- [EXERCISE REQUIREMENTS] All of the data below should come back exactly as written, minus its images.
EXTRACTED INFORMATION: Begin
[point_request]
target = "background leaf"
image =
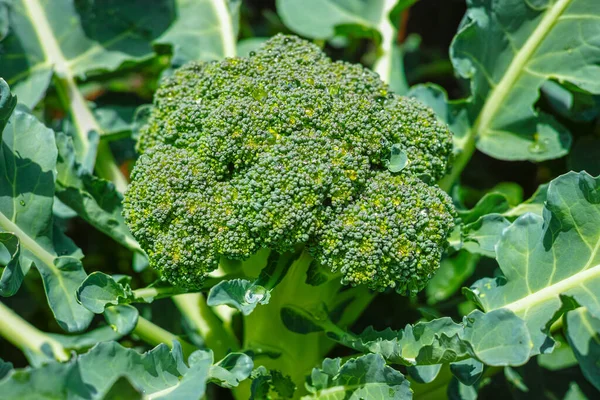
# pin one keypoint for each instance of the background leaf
(544, 258)
(27, 175)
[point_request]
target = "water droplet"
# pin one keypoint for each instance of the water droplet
(537, 147)
(255, 294)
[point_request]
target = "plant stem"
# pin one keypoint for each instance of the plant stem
(27, 337)
(266, 334)
(460, 162)
(200, 316)
(85, 122)
(155, 335)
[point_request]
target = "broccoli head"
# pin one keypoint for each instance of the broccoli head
(287, 148)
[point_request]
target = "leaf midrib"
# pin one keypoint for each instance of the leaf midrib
(552, 291)
(226, 26)
(512, 74)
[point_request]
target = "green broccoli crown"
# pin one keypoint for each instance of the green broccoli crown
(286, 147)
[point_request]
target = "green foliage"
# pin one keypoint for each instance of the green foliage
(92, 374)
(284, 193)
(359, 378)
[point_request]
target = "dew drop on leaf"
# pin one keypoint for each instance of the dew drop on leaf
(255, 294)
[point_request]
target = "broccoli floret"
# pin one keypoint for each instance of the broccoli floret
(286, 148)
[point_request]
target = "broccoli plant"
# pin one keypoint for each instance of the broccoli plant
(285, 161)
(227, 199)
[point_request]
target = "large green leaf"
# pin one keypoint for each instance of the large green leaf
(323, 19)
(508, 49)
(72, 39)
(27, 175)
(583, 333)
(94, 199)
(159, 373)
(204, 30)
(365, 377)
(544, 258)
(496, 338)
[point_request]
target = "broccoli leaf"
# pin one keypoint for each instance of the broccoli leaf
(508, 50)
(583, 334)
(91, 375)
(546, 258)
(495, 338)
(27, 178)
(245, 295)
(94, 199)
(360, 18)
(204, 30)
(365, 377)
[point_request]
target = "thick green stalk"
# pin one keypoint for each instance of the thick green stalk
(199, 315)
(85, 122)
(266, 335)
(26, 336)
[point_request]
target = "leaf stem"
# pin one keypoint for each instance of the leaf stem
(497, 97)
(199, 315)
(383, 65)
(85, 122)
(71, 98)
(155, 335)
(27, 337)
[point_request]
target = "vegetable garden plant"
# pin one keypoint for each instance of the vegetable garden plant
(304, 199)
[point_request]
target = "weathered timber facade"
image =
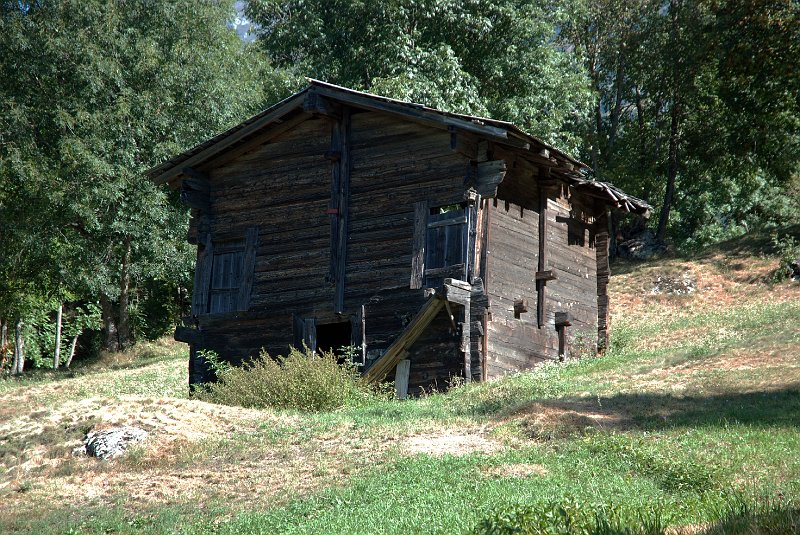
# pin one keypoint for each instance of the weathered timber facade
(439, 245)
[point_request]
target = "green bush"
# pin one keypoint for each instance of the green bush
(570, 517)
(303, 380)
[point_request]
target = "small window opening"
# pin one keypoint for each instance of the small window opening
(437, 210)
(226, 276)
(335, 337)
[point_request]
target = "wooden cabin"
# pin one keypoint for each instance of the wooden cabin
(438, 245)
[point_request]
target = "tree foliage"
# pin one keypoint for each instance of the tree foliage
(92, 94)
(481, 57)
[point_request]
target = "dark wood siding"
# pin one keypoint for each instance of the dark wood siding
(515, 343)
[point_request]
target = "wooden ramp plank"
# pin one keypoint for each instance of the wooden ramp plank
(396, 352)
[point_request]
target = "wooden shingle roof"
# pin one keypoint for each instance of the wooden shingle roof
(502, 132)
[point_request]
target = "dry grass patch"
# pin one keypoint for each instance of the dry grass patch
(547, 420)
(451, 442)
(518, 470)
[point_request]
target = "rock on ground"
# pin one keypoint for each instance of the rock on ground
(110, 443)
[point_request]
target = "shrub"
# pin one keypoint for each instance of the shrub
(788, 251)
(303, 380)
(570, 517)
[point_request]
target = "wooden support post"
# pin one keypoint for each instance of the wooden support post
(541, 282)
(339, 206)
(459, 292)
(562, 322)
(466, 344)
(401, 374)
EXTRACTED INFORMATION: End
- [RESULT]
[point_request]
target = "background leaf"
image =
# pin one keypoint for each instance of the background leaf
(544, 258)
(27, 175)
[point_request]
target = "water droplet"
# pin one keypoint for each instance of the water droplet
(537, 147)
(255, 294)
[point_request]
target = "plant stem"
# pin one keypoint for each instance of the plant stem
(27, 337)
(266, 334)
(460, 162)
(200, 316)
(85, 122)
(155, 335)
[point_request]
target = "broccoli head"
# pin one keypoint for each instance of the broccoli head
(287, 148)
[point_request]
target = "leaf midrib"
# pin one keypoint for each instance of the leaf midrib
(552, 291)
(226, 26)
(512, 74)
[point_request]
target = "green broccoli crown"
# pin one keypoint for each instance of the green broccoli crown
(286, 147)
[point_request]
target = "green foliage"
# pin one keypoint for each instance of the green foliage
(92, 374)
(284, 193)
(359, 378)
[point_request]
target = "dew drop on leaf"
# pin one keypoint for each instance of the dew drop on leaf
(255, 294)
[point_request]
target = "broccoli floret"
# pin one keypoint for each instance of the broccoli floret
(286, 148)
[point_request]
target = "broccoli plant"
# pin one keypoint for each instance of the broccoli plant
(285, 161)
(227, 199)
[point_request]
target = "large green leaf"
# pin one keypoint for each instance of the large green leaf
(323, 19)
(508, 49)
(72, 39)
(27, 175)
(583, 333)
(94, 199)
(159, 373)
(204, 30)
(365, 377)
(544, 258)
(496, 338)
[point_request]
target = "broccoli leaf"
# pin one keypoint for each instance of the broccoli leaf
(508, 50)
(583, 334)
(91, 375)
(546, 258)
(495, 338)
(27, 178)
(245, 295)
(94, 199)
(360, 18)
(204, 30)
(365, 377)
[point_request]
target = "thick green stalk"
# pin one keypoint for each instance of the thick green stalk
(199, 315)
(85, 122)
(266, 335)
(26, 336)
[point_request]
target = "leaf stem"
# pin one keypoint for each instance of the leaf stem
(497, 97)
(199, 315)
(383, 65)
(85, 122)
(71, 98)
(155, 335)
(27, 337)
[point_request]
target = "vegetable garden plant"
# pin one keypoint for each instance of the vegetable garden plant
(304, 199)
[point_request]
target = "weathered timber facade"
image =
# pin one keypoint for each instance of the weathered timber facade
(439, 245)
[point_request]
target = "green bush"
# pin one keypoint for each instance of the green bush
(570, 517)
(303, 380)
[point_request]
target = "small window opening"
# pin one keypoint for each instance of the small window opening
(437, 210)
(226, 276)
(335, 337)
[point_request]
target = "wooden cabin"
# pin one keypoint for each instance of the wooden cabin
(438, 245)
[point_request]
target = "tree foliage"
# pin one keypoint for each instance of the tree foliage
(92, 94)
(481, 57)
[point_request]
target = "dark wood siding"
# pin one keypoint for each instance of the dark wood siding
(515, 343)
[point_request]
target = "wooden ramp plank"
# pin one keypoint for each instance of the wooden ramp plank
(396, 352)
[point_request]
target = "wooden shingle roof"
# pin one keypoint for each instance of the wooden shingle roof
(502, 132)
[point_request]
target = "dry grass patch"
# pin one keypoint for each instance of the dry grass patch
(547, 420)
(451, 442)
(518, 470)
[point_request]
target = "rock on ground"
# pin one keypoint for each instance of the rock on ground
(110, 443)
[point_request]
target = "shrub"
# pin one keypoint for each instance of the shrub
(788, 251)
(303, 380)
(570, 517)
[point_request]
target = "wooden support post"
# pin one keypoint for each instance of the wooden support post
(541, 282)
(339, 206)
(459, 292)
(562, 322)
(466, 344)
(401, 374)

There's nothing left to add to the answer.